# Your instructions
For each entry below, write an exact copy and leave out the images.

# Record excerpts
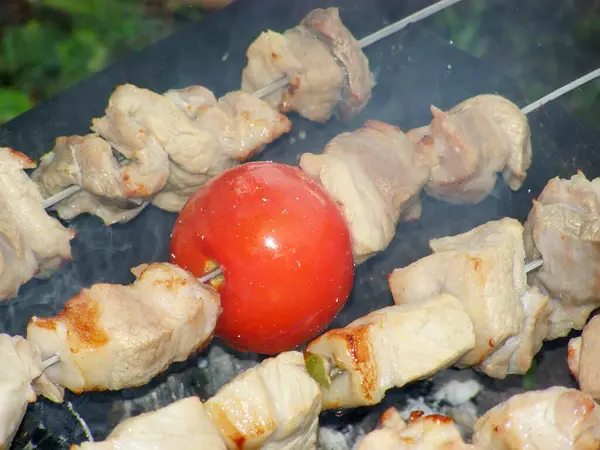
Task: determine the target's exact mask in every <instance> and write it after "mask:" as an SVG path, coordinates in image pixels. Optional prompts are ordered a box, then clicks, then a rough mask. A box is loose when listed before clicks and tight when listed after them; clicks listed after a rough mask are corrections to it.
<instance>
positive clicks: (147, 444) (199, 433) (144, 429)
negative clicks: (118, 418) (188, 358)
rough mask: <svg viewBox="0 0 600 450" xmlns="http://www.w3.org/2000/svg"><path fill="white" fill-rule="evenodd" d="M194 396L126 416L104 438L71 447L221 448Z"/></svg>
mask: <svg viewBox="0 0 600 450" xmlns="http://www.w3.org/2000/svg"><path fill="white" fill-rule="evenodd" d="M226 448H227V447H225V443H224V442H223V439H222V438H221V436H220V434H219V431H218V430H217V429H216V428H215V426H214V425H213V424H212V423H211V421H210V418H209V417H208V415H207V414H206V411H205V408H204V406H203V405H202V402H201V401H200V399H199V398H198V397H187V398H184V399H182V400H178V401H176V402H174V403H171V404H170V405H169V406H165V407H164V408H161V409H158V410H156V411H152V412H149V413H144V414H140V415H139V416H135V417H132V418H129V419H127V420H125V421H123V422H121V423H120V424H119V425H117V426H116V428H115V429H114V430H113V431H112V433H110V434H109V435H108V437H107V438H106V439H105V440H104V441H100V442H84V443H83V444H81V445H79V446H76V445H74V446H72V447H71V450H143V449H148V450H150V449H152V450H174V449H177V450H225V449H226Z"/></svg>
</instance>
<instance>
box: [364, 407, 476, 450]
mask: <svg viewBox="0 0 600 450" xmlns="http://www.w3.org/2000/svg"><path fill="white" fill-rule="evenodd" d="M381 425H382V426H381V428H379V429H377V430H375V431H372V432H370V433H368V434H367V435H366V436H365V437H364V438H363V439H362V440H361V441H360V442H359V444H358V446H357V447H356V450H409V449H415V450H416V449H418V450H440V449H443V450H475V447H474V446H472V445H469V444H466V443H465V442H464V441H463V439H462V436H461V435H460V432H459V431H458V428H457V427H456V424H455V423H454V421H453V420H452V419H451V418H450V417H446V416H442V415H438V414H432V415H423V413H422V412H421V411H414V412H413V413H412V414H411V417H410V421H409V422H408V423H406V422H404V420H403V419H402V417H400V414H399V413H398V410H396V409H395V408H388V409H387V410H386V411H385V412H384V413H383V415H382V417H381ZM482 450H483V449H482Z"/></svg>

# Answer area
Task: determine the target's exact mask in every <instance> and write it after "mask:" as an SVG path, coordinates in image pixels. Optional prompts are ordered a box, then clicks, then a rough mask. A box is loose when listed before clicks and tight when listed after them; clicks listed after a rough mask are corrections to it.
<instance>
positive clicks: (147, 444) (199, 433) (144, 429)
negative clicks: (118, 418) (188, 358)
rough mask: <svg viewBox="0 0 600 450" xmlns="http://www.w3.org/2000/svg"><path fill="white" fill-rule="evenodd" d="M194 396L126 416L104 438L71 447L221 448Z"/></svg>
mask: <svg viewBox="0 0 600 450" xmlns="http://www.w3.org/2000/svg"><path fill="white" fill-rule="evenodd" d="M226 448H227V447H225V443H224V442H223V439H222V438H221V436H220V434H219V431H218V430H217V429H216V428H215V426H214V425H213V424H212V423H211V421H210V418H209V417H208V415H207V414H206V411H205V408H204V406H203V405H202V402H201V401H200V399H199V398H198V397H187V398H184V399H182V400H178V401H176V402H174V403H171V404H170V405H169V406H165V407H164V408H161V409H158V410H156V411H152V412H149V413H144V414H140V415H139V416H135V417H132V418H129V419H127V420H125V421H123V422H121V423H120V424H119V425H117V426H116V428H115V429H114V430H113V431H112V433H110V434H109V435H108V437H107V438H106V439H105V440H104V441H100V442H84V443H83V444H81V445H79V446H76V445H74V446H72V447H71V450H143V449H148V450H150V449H152V450H174V449H177V450H225V449H226Z"/></svg>
</instance>
<instance>
box: [364, 407, 476, 450]
mask: <svg viewBox="0 0 600 450" xmlns="http://www.w3.org/2000/svg"><path fill="white" fill-rule="evenodd" d="M381 425H382V426H381V428H379V429H377V430H375V431H372V432H370V433H368V434H367V435H366V436H365V437H364V438H363V439H362V440H361V441H360V442H359V444H358V446H357V447H356V450H409V449H415V450H416V449H418V450H440V449H443V450H475V447H474V446H472V445H469V444H466V443H465V442H464V441H463V439H462V436H461V435H460V432H459V431H458V428H457V427H456V424H455V423H454V421H453V420H452V419H451V418H450V417H446V416H442V415H438V414H432V415H423V413H422V412H421V411H414V412H413V413H412V414H411V417H410V421H409V422H408V423H406V422H404V420H403V419H402V417H400V414H399V413H398V410H396V409H395V408H388V409H387V410H386V411H385V412H384V413H383V415H382V417H381ZM482 450H483V449H482Z"/></svg>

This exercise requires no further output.